MATERIAL SUPPLIED:
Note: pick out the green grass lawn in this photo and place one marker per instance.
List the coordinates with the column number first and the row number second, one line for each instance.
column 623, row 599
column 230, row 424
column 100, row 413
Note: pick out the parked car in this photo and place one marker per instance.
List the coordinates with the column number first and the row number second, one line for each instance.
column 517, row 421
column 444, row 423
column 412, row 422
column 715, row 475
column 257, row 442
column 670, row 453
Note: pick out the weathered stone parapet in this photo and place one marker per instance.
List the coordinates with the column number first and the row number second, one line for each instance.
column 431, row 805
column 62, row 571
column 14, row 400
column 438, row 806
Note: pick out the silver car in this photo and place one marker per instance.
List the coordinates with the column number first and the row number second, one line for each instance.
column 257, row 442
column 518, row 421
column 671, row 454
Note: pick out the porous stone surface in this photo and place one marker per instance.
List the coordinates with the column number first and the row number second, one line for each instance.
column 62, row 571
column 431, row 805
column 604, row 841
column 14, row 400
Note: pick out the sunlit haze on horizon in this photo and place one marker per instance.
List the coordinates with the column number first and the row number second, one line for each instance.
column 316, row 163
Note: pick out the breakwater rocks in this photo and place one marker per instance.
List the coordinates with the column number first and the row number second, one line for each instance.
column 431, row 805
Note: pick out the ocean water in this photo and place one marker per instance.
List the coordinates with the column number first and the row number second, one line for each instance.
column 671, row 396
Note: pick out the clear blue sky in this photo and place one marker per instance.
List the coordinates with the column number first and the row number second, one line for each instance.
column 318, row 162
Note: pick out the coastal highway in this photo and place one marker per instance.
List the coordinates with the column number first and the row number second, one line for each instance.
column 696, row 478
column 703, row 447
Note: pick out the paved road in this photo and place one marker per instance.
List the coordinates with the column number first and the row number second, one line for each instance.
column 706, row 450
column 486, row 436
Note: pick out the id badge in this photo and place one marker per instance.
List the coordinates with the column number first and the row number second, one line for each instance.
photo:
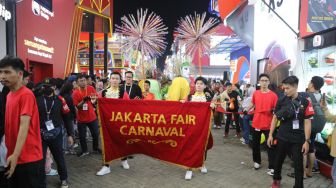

WHAT NEEDS TO BE DONE:
Reproduce the entire listing above word for word, from the first note to the last line, and omit the picture.

REPLY:
Note: pick out the green grass lawn in this photo and place one marker per instance.
List the coordinates with the column number first and the row number second, one line for each instance.
column 623, row 599
column 230, row 424
column 100, row 413
Note: pick out the parked car in this photo and place one marker per instance.
List the coordinates with the column number first and the row number second, one line for each instance.
column 517, row 421
column 444, row 423
column 412, row 422
column 715, row 475
column 257, row 442
column 670, row 453
Note: pick out the weathered stone parapet in this photo and place one marker per instance.
List the coordinates with the column number first and the row number second, one line for each instance.
column 431, row 805
column 62, row 571
column 14, row 400
column 438, row 806
Note: pick out the silver car in this photo and place one marker per instance.
List the coordinates with the column number first and the row number second, one line for each instance.
column 257, row 442
column 518, row 421
column 671, row 454
Note: pick out the porous stone surface in this photo and place one marker per instance.
List the coordinates with the column number first and the row number second, one line for each instance.
column 62, row 571
column 431, row 805
column 604, row 841
column 14, row 400
Note: pick out the sunlit haze on horizon in this photo and place one marker per instance.
List the coordinates with the column number first and the row number second, one line for each instance.
column 316, row 163
Note: pick out the breakwater rocks in this photo and place one marker per instance.
List the coordinates with the column number first and the row number second, one line for each instance.
column 431, row 805
Note: pick out the ocean water in this photo and place one marker per instance.
List the coordinates with the column number first and the row number second, one line for each instance.
column 671, row 396
Note: pick out the clear blue sky in this photo and place one marker per instance.
List the coordinates with the column number first and the row number second, one line for each instance.
column 318, row 162
Note: pick out the coastal highway in this photo and place one marker per instance.
List the coordinates with the column number first and the row number second, one line for each instance.
column 696, row 478
column 703, row 447
Note: pick out the paved road in this photo and place one marker per instance.
List the coordinates with the column number first and the row number second, one line for each instance.
column 706, row 450
column 486, row 436
Note: pick out the id badge in this photo and place one marker per instance.
List the coordinates with the column number first and the row number second, one line for each instance.
photo:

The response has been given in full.